───── PASSAGE GIVEN ─────
# Wearing chukkas in summer acceptable?



## richb (Oct 2, 2005)

This may be a bit of a rudimentary question, but is it generally considered acceptable to wear chukka type boots in the summer? Or is wearing a boot a fall and winter thing only if it isn't raining?


----------



## Langham (Nov 7, 2012)

Certainly acceptable - the style came from India, after all, for polo-playing pukka sahibs.


----------



## RogerP (Oct 31, 2012)

There's nothing seasonal about Chukkas to me - any time of year is fine.


----------



## cmacey (May 3, 2009)

richb said:


> This may be a bit of a rudimentary question, but is it generally considered acceptable to wear chukka type boots in the summer? Or is wearing a boot a fall and winter thing only if it isn't raining?


Chukkas are a year-round item, for me anyway. Only thing I change up with the seasons is the thickness of sock used.


----------



## tocqueville (Nov 15, 2009)

Wearing them today because of the rain.


----------



## Oldsarge (Feb 20, 2011)

I wear them when it's cooler because I'm a heat wimp, not because there isn't any 'rule' that you shouldn't.:cool2:


----------



## JLibourel (Jun 13, 2004)

This first chukkas I was familiar with as a lad with the old Clarks' Desert Boots. If they were good enough for the British forces in North Africa, they ought to be good enough for hot-weather wear here!


----------



## Matt S (Jun 15, 2006)

I've always thought chukkas were great for summer since the related desert boot is worn in the desert. I can't wear them in winter because of snow. I haven't worn them yet this summer because in New York it has been raining every day so far.


----------



## Fading Fast (Aug 22, 2012)

Matt S said:


> I've always thought chukkas were great for summer since the related desert boot is worn in the desert. I can't wear them in winter because of snow. I haven't worn them yet this summer because in New York it has been raining every day so far.
─────
▸ WHAT THIS TASK INVOLVES
Please copy, word for word, the part of the chukka boot thread that opens with the words containing "## cmacey (May" and closes with "of sock used.". The entries that come next have no connection to the chukka boot thread.
───── DATA ─────
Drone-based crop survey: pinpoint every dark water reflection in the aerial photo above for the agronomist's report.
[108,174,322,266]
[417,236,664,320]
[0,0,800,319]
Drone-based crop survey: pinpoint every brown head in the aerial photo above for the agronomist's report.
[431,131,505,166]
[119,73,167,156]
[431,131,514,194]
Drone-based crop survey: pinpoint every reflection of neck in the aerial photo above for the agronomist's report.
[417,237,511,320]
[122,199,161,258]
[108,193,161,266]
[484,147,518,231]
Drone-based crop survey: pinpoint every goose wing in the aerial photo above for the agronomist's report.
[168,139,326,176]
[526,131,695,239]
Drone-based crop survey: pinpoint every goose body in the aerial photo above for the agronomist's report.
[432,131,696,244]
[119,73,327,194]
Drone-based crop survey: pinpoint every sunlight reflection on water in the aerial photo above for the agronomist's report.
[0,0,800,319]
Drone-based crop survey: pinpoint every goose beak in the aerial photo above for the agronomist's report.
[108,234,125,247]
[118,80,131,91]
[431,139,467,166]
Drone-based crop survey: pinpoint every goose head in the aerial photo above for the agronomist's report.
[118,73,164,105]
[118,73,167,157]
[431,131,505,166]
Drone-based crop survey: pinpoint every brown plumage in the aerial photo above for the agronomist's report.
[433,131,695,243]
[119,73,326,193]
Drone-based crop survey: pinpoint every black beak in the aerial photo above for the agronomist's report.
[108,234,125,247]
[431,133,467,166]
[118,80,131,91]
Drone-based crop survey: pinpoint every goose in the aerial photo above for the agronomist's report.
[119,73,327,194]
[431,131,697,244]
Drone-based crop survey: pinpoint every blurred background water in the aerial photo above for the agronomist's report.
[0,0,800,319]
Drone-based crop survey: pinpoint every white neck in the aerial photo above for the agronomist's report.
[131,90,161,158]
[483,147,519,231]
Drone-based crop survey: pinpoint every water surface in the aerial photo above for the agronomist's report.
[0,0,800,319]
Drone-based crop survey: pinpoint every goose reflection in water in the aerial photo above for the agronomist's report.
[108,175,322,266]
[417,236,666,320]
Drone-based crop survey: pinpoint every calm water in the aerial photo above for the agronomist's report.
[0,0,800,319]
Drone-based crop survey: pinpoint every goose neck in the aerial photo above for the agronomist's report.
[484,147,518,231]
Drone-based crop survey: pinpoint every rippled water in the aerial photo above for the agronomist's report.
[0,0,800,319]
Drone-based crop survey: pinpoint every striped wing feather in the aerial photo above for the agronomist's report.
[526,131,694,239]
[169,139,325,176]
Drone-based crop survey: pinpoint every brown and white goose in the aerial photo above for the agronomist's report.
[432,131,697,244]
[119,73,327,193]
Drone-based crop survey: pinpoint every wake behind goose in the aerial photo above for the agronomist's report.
─────
▸ WRITTEN ANSWER
## cmacey (May 3, 2009)

richb said:


> This may be a bit of a rudimentary question, but is it generally considered acceptable to wear chukka type boots in the summer? Or is wearing a boot a fall and winter thing only if it isn't raining?


Chukkas are a year-round item, for me anyway. Only thing I change up with the seasons is the thickness of sock used.